⟨

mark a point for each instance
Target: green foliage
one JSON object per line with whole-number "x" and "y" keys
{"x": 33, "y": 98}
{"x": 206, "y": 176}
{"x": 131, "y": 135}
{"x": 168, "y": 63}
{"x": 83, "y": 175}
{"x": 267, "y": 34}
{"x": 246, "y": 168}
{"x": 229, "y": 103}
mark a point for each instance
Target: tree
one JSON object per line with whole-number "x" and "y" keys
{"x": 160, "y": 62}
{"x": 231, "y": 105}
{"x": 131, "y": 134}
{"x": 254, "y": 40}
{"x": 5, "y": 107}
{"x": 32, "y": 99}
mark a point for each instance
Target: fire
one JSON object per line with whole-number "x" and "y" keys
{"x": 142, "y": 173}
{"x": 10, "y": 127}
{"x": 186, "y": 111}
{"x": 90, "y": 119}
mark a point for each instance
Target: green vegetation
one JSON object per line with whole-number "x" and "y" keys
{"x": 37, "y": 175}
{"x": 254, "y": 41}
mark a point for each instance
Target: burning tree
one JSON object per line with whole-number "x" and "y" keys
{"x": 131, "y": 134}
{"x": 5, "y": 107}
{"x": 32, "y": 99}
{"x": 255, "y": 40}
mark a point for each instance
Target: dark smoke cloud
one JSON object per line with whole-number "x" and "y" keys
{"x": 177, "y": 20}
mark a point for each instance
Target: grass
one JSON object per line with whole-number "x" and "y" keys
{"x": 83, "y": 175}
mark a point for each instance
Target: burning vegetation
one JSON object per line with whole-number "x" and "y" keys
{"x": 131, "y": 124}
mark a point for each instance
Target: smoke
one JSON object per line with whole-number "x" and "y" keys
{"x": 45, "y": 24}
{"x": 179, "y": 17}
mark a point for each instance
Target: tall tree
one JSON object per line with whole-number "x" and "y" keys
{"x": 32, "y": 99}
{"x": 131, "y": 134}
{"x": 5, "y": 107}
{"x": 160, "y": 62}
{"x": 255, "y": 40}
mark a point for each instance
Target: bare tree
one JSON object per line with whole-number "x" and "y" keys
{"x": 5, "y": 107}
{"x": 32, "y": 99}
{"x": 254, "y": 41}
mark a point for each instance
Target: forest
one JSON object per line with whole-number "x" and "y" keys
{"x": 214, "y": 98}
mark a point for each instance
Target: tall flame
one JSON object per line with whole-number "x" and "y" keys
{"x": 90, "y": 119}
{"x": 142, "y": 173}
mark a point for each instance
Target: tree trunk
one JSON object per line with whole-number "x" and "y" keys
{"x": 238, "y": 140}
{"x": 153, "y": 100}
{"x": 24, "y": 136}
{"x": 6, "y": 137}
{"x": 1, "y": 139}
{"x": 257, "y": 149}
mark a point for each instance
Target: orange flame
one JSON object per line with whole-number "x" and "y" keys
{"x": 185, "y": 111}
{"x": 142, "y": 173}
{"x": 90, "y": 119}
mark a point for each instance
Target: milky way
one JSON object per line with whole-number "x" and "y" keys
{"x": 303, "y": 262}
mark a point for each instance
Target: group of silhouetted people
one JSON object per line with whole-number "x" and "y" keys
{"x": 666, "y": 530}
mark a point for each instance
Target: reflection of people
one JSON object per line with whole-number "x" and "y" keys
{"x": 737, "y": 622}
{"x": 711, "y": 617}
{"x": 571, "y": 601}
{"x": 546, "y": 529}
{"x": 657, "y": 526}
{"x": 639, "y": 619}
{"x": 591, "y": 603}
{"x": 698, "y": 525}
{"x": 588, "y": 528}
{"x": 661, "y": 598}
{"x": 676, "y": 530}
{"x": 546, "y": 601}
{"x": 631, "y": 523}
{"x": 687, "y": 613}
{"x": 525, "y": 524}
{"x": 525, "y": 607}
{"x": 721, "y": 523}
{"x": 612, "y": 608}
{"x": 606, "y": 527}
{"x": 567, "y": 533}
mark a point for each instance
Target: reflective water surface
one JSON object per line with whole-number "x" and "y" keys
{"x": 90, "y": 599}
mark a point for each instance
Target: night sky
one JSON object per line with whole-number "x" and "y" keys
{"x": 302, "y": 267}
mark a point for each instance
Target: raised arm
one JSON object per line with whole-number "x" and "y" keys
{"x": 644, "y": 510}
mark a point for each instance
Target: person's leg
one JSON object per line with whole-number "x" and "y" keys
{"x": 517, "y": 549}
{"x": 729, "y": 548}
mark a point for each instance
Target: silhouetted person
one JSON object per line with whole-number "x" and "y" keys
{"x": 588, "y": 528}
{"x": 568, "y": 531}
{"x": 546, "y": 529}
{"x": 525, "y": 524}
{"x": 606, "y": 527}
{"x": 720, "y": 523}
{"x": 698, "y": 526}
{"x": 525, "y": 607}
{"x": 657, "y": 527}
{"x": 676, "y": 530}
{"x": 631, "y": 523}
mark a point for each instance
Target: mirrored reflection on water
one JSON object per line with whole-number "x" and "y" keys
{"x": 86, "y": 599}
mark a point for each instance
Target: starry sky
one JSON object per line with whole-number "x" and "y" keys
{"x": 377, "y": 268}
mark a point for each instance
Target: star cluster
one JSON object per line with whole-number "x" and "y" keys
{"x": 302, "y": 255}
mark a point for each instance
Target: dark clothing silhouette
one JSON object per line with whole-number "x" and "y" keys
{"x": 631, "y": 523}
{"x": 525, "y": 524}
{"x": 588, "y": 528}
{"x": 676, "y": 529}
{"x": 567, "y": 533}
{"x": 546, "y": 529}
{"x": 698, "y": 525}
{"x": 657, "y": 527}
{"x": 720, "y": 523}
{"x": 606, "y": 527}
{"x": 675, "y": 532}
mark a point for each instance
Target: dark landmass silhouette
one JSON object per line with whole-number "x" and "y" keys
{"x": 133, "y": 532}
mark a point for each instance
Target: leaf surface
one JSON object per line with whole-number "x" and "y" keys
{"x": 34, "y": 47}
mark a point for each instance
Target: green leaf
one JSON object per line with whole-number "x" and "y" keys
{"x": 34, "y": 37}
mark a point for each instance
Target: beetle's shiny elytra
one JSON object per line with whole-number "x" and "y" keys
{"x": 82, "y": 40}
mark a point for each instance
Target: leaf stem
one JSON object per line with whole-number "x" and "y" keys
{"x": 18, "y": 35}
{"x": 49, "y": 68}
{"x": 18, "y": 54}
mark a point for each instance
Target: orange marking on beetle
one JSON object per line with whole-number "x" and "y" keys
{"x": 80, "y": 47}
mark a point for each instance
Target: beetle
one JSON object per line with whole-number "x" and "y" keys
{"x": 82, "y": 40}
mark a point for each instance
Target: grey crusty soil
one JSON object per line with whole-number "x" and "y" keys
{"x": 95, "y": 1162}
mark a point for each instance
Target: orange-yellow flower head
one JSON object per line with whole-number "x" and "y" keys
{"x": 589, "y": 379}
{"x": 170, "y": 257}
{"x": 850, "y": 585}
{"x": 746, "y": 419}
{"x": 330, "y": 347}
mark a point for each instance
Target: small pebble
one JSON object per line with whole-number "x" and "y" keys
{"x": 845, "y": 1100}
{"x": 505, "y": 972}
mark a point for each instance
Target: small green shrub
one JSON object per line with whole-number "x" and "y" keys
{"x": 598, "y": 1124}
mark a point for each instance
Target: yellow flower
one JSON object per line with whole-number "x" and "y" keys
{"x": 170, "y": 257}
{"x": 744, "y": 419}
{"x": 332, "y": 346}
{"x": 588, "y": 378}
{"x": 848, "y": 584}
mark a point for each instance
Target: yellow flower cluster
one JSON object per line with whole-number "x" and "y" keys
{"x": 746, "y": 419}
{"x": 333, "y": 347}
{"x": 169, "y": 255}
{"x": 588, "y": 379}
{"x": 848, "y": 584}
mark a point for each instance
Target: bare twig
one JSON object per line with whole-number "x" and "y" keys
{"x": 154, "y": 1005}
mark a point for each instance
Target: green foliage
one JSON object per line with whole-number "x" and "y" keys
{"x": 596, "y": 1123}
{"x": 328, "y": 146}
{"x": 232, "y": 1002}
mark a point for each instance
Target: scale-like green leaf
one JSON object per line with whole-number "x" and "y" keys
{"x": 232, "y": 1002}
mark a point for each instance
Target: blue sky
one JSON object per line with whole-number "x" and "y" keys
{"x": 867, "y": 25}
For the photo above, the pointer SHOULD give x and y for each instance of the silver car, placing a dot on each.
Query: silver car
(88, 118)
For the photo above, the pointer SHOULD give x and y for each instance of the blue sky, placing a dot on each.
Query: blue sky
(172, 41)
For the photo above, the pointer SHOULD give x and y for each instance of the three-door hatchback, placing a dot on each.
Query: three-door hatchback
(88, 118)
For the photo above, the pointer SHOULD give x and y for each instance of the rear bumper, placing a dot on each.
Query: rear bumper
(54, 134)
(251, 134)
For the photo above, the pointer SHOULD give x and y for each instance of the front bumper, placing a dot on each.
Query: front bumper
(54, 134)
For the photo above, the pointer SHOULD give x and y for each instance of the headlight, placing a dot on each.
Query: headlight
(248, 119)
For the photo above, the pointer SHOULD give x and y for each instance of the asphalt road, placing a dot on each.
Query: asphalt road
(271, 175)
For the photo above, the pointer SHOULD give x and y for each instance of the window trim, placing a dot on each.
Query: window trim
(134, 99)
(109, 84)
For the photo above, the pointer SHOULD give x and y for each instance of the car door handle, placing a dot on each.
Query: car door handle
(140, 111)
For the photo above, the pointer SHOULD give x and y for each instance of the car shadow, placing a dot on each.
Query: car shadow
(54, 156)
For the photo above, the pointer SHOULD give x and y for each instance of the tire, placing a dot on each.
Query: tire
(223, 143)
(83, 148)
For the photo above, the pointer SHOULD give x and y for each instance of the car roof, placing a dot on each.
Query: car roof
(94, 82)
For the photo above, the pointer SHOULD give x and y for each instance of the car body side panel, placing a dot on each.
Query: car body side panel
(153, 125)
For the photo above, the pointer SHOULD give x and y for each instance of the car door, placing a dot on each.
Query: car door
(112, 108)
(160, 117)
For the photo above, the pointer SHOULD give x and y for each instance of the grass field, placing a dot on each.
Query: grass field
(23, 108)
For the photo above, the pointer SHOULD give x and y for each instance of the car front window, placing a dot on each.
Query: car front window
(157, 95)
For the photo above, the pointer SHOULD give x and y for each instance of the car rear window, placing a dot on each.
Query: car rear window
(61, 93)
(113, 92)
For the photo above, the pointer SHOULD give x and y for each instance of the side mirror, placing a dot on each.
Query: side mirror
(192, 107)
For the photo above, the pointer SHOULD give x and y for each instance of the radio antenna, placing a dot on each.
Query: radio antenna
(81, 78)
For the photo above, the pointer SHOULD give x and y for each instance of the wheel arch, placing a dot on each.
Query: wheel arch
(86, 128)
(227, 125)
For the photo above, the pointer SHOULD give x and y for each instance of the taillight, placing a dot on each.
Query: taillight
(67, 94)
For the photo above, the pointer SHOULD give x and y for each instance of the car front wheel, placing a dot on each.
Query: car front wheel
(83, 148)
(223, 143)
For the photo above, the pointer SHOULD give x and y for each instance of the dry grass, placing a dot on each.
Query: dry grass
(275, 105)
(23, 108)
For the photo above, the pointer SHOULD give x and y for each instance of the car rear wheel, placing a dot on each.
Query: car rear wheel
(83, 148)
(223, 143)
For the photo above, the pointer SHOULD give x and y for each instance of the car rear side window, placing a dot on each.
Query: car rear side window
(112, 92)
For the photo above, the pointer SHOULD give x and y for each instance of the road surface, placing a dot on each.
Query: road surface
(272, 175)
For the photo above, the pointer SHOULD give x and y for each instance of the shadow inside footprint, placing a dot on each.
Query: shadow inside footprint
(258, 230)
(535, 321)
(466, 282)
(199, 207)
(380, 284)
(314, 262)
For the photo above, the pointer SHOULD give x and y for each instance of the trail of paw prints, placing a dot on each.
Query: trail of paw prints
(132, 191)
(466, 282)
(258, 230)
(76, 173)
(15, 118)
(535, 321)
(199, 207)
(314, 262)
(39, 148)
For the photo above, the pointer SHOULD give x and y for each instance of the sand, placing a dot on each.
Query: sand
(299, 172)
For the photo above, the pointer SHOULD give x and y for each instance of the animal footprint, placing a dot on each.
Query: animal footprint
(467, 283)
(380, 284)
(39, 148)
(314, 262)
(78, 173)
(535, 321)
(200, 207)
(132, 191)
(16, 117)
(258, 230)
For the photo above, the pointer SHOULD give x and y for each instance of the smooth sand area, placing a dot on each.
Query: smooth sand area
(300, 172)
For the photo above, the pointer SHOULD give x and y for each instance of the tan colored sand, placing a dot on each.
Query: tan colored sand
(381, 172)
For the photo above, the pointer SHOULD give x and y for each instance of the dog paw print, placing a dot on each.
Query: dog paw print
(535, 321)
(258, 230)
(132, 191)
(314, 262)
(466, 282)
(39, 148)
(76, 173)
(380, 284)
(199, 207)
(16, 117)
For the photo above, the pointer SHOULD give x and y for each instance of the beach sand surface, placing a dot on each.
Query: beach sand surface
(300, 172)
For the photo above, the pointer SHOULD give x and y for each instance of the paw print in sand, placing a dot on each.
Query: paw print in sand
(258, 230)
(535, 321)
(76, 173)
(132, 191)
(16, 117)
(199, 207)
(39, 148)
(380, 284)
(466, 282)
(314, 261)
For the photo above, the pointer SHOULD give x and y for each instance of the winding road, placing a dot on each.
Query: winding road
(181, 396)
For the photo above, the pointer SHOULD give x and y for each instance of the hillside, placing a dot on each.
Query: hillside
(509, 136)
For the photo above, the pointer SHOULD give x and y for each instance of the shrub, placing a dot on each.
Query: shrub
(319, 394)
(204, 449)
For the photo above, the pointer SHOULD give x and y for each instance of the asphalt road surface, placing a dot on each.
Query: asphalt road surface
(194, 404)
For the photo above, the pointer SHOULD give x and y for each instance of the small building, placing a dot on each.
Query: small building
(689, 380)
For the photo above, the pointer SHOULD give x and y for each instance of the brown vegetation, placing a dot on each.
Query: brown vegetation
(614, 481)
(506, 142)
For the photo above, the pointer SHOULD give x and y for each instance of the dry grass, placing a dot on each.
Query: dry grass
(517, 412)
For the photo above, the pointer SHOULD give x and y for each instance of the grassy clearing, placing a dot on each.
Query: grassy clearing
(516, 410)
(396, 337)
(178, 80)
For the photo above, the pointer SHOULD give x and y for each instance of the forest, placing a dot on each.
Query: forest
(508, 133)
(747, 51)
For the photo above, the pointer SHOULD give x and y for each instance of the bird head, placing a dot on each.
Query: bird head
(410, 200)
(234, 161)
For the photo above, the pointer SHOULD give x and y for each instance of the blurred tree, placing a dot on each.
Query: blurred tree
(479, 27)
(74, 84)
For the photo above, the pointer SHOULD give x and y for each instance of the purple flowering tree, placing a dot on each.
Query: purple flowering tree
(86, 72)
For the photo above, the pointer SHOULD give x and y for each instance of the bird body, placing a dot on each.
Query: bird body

⟩

*Requirement*
Of the entries above, repeat exactly the lines from the line with "hillside, placing a dot on each." through the line with "asphalt road surface, placing a dot on each.", both of them included.

*Completed exercise*
For the photo above, the pointer SHOULD give x and y for each instance of the hillside, placing a dot on each.
Query: hillside
(509, 136)
For the photo above, the pointer SHOULD give x and y for each instance of the shrub, placing a dot on each.
Query: shrub
(319, 394)
(204, 449)
For the photo above, the pointer SHOULD give x and y for each instance of the asphalt road surface, placing a dot on each.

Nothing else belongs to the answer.